(Records from a data source)
==*==

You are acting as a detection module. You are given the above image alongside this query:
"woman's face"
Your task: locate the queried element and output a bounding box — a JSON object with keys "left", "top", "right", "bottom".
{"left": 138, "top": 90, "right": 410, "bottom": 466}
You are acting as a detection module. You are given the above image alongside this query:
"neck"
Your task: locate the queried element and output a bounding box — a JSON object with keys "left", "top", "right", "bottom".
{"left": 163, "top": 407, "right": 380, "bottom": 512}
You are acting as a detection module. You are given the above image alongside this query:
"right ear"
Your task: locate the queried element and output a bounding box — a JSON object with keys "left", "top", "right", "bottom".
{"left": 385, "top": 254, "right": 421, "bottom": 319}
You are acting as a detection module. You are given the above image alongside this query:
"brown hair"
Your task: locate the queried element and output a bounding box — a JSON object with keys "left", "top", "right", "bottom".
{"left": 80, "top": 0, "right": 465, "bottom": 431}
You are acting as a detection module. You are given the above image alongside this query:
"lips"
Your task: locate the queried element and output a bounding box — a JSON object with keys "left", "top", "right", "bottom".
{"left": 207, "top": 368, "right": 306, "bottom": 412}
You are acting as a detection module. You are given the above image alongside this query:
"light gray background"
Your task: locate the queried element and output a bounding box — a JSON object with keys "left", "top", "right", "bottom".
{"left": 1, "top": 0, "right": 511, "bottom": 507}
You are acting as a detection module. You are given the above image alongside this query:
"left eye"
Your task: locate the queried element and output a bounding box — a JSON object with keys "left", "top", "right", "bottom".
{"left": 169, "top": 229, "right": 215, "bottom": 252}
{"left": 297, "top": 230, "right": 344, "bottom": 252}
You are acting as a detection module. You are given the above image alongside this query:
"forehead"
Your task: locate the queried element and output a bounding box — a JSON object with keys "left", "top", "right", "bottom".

==*==

# [Work request]
Exactly as written, transcribe every line shown above.

# [Task answer]
You are acting as a detection module. You are given the above image alongside this query:
"woman's face"
Your task: locate the queried element and output a bounding box — a JSON object with keys "left", "top", "right", "bottom".
{"left": 138, "top": 90, "right": 410, "bottom": 466}
You are acting as a detection module. You are given the above image alongside this query:
"neck"
Your task: locate the queried element and output a bounding box — a JSON object with keys "left", "top", "right", "bottom".
{"left": 163, "top": 407, "right": 380, "bottom": 512}
You are acting as a detection module. You are given the above image alongside this query:
"right ear"
Your task: locate the queried element and output a bounding box — a JSON object with keys "left", "top", "right", "bottom".
{"left": 385, "top": 254, "right": 421, "bottom": 319}
You are acting as a detection module. You are given the above image alongside this query:
"brown hair"
Your task: locate the queried element and output a bounding box — a JSON object with keys "left", "top", "right", "bottom".
{"left": 80, "top": 0, "right": 465, "bottom": 431}
You are acting as a detection module. You are given the above image alongside this query:
"lips"
Your task: locate the queried element and output a bounding box — a JSON object with keys "left", "top", "right", "bottom".
{"left": 207, "top": 368, "right": 306, "bottom": 412}
You are acting as a detection module. You are given the above image alongside this query:
"light gray background"
Your task: locate the queried element and output a bounding box — a JSON object with keys "left", "top", "right", "bottom".
{"left": 1, "top": 0, "right": 511, "bottom": 507}
You are acting as a detection module. You are given the above image alongside this query:
"left eye"
Your task: locate the queried element and output a bounding box — a JSON object with keys "left", "top", "right", "bottom".
{"left": 169, "top": 229, "right": 215, "bottom": 252}
{"left": 297, "top": 230, "right": 344, "bottom": 252}
You are acting as a detection module. You are given the above image alongside this query:
"forehead"
Your task: locate the queried element and output a bounding box — a JSON object with keys "left", "top", "right", "bottom".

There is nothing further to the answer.